| Task to complete |
Edit the records below by replacing every "grateful" with "thankful", and leave everything else unchanged.

| Data to use |
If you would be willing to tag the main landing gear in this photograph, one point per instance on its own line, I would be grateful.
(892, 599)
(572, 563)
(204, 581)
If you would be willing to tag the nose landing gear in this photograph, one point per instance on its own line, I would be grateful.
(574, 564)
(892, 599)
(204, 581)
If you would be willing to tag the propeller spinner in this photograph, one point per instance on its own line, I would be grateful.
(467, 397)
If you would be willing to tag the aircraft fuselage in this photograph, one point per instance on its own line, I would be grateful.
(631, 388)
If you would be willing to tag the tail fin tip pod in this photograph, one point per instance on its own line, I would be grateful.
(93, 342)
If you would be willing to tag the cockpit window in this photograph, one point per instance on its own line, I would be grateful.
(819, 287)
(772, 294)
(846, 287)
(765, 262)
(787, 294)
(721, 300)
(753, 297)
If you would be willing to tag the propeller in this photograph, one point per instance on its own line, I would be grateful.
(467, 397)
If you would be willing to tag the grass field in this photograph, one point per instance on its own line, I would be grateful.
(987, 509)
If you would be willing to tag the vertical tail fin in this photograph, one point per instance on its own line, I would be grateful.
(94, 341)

| Answer in full |
If you would be willing to tag the main landing gear in this photograph, one point per instance on its own line, I would be thankful.
(892, 599)
(572, 563)
(204, 581)
If you would be willing to tag the nose landing gear in this photograph, one point per instance on its own line, I would be thankful.
(574, 564)
(892, 599)
(204, 581)
If you would be willing to tag the propeller spinner in this photograph, one point per instance on its own line, I would be thankful.
(467, 397)
If you would be willing to tag the aircraft fuselage in this photograph, one point per instance on its own line, I would be thankful.
(631, 388)
If you would be willing to tag the tail fin tip pod in this photograph, one point per instance on its own line, I would be thankful.
(93, 342)
If you would be willing to tag the cockpit window in this photograph, one point per instance on its own line, I would be thankful.
(819, 287)
(772, 294)
(846, 287)
(765, 262)
(787, 294)
(721, 300)
(753, 297)
If you would be willing to tag the propeller in this photograph, one point per instance on its own line, I would be thankful.
(467, 397)
If you would be willing to tag the grass field in this photograph, one point per instance on its own line, I would be thankful.
(987, 509)
If you would be willing to tag the vertical tail fin in this photograph, one point per instance on its own line, I would be thankful.
(94, 341)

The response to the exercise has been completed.